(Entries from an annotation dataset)
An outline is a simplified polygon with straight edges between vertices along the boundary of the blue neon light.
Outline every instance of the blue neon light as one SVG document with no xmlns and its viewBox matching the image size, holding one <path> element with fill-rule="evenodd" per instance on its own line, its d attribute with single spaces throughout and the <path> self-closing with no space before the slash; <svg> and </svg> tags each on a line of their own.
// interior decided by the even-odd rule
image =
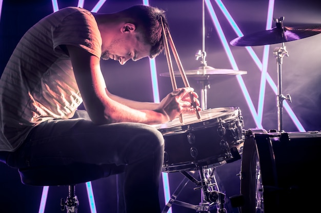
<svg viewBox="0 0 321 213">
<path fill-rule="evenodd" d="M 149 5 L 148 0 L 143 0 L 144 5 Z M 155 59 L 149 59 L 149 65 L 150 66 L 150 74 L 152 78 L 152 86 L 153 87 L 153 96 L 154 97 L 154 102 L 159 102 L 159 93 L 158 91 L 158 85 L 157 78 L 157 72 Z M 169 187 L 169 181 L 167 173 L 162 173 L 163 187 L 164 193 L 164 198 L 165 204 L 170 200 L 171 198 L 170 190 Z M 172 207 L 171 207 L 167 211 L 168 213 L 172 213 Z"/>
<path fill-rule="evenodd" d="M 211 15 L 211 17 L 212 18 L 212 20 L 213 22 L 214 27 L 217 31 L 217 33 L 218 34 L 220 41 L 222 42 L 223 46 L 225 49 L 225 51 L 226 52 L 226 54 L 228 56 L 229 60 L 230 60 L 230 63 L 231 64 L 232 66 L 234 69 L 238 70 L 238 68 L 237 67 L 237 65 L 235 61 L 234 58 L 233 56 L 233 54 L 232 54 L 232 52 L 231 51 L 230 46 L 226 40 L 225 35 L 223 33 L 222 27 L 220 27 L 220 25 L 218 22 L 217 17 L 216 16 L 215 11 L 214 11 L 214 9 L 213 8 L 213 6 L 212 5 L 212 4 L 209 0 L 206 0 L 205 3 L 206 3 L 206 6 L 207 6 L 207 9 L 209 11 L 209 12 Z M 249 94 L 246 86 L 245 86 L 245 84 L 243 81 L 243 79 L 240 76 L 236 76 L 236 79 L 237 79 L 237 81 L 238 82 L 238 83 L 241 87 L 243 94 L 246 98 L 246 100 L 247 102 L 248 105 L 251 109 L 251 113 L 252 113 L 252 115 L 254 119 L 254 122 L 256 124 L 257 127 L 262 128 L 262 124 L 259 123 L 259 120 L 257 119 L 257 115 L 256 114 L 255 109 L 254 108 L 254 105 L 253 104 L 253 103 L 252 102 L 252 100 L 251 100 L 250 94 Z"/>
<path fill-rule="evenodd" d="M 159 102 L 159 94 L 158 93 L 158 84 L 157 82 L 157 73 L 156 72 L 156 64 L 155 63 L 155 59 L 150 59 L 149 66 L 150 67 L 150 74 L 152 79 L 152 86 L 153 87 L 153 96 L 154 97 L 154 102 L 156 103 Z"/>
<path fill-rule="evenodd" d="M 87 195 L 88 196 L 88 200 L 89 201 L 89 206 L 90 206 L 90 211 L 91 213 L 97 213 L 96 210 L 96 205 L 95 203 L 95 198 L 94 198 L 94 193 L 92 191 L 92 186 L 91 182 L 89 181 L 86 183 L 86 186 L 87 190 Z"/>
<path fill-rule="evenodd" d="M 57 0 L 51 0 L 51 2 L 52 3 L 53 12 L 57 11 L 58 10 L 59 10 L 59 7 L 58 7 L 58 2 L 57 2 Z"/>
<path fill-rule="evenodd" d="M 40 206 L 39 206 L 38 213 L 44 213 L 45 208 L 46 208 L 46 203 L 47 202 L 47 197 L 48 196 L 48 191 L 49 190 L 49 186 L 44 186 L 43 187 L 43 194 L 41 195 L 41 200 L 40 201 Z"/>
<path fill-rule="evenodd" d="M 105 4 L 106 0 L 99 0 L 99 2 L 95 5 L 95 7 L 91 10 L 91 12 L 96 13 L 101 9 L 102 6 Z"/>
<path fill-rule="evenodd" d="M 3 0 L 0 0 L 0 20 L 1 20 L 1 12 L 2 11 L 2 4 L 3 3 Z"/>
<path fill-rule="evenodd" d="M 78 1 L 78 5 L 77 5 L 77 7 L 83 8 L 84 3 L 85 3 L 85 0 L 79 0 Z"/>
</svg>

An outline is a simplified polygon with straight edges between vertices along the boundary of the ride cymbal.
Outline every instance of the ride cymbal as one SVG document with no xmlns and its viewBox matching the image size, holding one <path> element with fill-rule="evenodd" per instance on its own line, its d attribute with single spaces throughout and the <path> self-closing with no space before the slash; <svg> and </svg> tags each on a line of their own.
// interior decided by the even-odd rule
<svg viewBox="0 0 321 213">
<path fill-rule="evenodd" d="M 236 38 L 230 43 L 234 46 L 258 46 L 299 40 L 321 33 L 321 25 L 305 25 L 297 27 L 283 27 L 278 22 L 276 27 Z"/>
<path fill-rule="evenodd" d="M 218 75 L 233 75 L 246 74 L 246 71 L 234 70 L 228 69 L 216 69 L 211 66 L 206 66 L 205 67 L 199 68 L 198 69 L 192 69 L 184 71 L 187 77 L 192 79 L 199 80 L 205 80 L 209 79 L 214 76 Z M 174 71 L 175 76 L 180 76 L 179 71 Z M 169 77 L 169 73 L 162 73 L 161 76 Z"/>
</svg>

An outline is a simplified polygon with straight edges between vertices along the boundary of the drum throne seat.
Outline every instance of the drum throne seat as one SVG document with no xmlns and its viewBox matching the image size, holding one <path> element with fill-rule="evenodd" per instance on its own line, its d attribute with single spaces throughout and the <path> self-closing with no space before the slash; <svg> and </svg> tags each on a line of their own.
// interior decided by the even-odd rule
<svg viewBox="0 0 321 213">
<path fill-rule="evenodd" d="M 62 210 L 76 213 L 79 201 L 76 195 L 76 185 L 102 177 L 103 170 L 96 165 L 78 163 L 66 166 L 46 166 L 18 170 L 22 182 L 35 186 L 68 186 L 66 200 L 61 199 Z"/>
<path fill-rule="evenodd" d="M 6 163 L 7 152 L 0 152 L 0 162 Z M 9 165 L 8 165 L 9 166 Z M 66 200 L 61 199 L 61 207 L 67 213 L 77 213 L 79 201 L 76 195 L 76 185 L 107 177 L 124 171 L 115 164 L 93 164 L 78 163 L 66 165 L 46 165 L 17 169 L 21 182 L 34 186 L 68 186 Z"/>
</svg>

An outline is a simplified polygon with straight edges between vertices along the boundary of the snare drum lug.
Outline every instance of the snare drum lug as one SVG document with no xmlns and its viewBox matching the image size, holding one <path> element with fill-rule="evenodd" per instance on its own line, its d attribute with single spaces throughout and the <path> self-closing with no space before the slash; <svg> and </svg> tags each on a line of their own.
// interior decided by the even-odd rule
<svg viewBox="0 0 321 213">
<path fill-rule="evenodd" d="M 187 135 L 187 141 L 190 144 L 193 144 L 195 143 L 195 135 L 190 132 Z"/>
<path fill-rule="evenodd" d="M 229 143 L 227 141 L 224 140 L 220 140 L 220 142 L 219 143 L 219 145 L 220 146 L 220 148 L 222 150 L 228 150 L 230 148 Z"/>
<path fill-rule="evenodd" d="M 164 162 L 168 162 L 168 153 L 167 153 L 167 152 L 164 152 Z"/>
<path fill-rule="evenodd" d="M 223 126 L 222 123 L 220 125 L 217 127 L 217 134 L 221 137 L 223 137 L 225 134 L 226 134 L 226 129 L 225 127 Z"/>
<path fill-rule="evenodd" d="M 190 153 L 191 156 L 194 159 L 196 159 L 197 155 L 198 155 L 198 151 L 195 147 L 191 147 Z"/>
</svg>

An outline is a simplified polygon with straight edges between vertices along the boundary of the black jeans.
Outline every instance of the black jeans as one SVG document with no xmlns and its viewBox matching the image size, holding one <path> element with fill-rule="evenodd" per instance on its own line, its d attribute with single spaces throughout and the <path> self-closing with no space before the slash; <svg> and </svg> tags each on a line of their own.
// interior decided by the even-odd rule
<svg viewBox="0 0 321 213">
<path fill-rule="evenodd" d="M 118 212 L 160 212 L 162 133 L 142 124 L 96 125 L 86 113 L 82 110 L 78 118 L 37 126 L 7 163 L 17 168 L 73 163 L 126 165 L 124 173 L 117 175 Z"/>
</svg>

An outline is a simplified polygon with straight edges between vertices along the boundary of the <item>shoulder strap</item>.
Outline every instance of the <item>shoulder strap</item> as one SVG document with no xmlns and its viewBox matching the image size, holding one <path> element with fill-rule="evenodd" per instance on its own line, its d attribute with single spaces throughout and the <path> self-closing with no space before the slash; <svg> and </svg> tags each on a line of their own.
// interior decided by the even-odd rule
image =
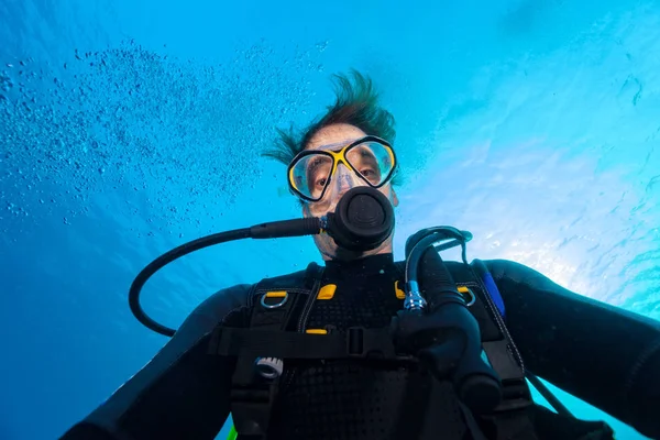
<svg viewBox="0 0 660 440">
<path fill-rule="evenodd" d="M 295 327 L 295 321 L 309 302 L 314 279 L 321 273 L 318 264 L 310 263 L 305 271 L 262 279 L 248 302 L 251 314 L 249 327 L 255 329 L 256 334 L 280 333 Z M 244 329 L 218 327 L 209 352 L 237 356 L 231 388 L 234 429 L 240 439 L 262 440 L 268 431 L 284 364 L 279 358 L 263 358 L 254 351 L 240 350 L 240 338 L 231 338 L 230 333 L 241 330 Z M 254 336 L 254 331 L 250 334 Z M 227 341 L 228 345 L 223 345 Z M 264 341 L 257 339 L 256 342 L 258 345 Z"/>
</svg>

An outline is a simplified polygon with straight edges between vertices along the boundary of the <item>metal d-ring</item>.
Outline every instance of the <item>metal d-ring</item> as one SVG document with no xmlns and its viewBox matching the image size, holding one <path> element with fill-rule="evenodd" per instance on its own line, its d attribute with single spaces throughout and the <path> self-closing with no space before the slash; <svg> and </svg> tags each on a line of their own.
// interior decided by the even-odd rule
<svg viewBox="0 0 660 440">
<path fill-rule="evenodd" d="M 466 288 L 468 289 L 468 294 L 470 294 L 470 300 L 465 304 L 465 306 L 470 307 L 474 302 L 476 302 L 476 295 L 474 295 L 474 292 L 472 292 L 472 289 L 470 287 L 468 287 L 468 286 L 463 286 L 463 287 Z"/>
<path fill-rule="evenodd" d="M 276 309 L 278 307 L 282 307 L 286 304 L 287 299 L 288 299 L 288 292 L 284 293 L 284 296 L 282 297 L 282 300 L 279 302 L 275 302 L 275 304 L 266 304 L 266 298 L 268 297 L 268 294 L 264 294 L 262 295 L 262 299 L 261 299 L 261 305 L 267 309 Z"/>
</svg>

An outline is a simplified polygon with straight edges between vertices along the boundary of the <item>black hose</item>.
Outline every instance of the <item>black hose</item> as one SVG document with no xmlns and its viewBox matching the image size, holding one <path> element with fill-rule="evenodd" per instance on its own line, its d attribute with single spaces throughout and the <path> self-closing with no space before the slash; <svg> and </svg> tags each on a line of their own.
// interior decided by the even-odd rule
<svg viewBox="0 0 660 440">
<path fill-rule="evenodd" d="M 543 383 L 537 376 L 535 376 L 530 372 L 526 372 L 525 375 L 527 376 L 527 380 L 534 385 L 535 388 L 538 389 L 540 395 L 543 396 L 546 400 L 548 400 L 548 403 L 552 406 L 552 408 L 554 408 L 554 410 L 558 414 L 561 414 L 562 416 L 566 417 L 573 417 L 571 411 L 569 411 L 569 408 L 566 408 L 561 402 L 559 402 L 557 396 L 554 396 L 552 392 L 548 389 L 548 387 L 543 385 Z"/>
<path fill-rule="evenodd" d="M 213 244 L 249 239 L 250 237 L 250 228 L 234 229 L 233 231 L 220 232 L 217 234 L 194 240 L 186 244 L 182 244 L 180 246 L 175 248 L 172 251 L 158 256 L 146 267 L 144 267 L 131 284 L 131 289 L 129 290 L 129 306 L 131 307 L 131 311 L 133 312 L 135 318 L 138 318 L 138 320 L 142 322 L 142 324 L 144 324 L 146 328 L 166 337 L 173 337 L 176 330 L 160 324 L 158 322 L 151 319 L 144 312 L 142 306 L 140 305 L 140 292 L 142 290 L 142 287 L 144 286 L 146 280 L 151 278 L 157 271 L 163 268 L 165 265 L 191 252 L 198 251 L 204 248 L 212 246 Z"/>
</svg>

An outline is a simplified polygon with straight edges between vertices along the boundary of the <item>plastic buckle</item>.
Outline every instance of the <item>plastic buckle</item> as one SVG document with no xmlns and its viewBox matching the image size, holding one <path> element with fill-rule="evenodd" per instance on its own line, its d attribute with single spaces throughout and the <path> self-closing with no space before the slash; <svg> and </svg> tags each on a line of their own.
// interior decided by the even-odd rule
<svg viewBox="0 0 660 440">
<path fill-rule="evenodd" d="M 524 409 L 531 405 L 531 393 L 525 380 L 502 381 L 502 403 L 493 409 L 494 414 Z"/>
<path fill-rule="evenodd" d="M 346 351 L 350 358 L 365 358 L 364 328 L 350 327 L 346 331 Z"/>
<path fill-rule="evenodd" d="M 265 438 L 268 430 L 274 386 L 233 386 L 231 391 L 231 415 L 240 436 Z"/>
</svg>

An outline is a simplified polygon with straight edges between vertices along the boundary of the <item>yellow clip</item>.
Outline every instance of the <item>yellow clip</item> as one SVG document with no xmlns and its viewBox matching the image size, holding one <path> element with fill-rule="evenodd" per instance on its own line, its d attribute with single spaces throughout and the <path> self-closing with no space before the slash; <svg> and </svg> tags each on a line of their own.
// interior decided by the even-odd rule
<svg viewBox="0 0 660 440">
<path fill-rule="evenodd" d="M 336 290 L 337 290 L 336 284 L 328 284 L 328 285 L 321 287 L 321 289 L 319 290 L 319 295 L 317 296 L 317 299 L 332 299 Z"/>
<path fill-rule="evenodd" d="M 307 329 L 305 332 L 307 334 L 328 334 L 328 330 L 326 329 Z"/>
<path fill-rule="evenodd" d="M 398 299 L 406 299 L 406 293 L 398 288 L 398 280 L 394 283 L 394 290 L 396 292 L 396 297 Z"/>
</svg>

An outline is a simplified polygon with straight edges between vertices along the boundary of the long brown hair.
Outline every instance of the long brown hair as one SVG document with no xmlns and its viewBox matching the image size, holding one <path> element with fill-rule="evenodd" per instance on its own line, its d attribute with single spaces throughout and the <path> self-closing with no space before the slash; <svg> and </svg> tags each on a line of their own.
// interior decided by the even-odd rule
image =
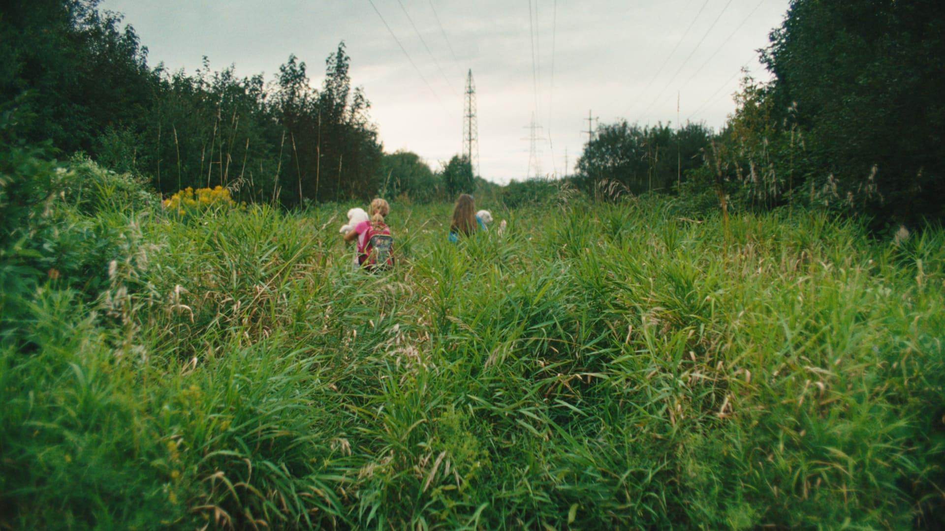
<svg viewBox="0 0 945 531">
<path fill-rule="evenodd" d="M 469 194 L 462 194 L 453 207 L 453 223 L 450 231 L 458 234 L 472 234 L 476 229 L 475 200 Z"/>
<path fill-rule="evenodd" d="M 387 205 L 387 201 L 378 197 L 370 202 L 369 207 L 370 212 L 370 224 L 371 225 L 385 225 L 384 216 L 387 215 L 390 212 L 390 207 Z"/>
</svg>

Given request: Turn the entries, from their first line through the line containing "149 5 L 148", into a JSON list of strings with one string per line. Skip blank lines and leave out the pictures.

Written solution:
[
  "An outline is a simplified polygon with straight edges between vertices along the boundary of the blue neon light.",
  "Outline every instance of the blue neon light as one SVG document with no xmlns and its viewBox matching the image size, holding one <path> element with fill-rule=\"evenodd\" per instance on its own line, its d attribute with single spaces throughout and the <path> self-closing with no space before the slash; <svg> and </svg> tags each on a line of their own.",
  "// interior decided by the even-odd rule",
  "image =",
  "<svg viewBox=\"0 0 321 213\">",
  "<path fill-rule=\"evenodd\" d=\"M 149 5 L 148 0 L 143 0 L 144 5 Z M 155 59 L 149 59 L 149 65 L 150 66 L 150 74 L 152 78 L 152 86 L 153 87 L 153 96 L 154 97 L 154 102 L 159 102 L 159 93 L 158 91 L 158 85 L 157 78 L 157 72 Z M 169 187 L 169 181 L 167 173 L 162 173 L 163 187 L 164 193 L 164 198 L 165 204 L 170 200 L 171 198 L 170 190 Z M 172 207 L 171 207 L 167 211 L 168 213 L 172 213 Z\"/>"
]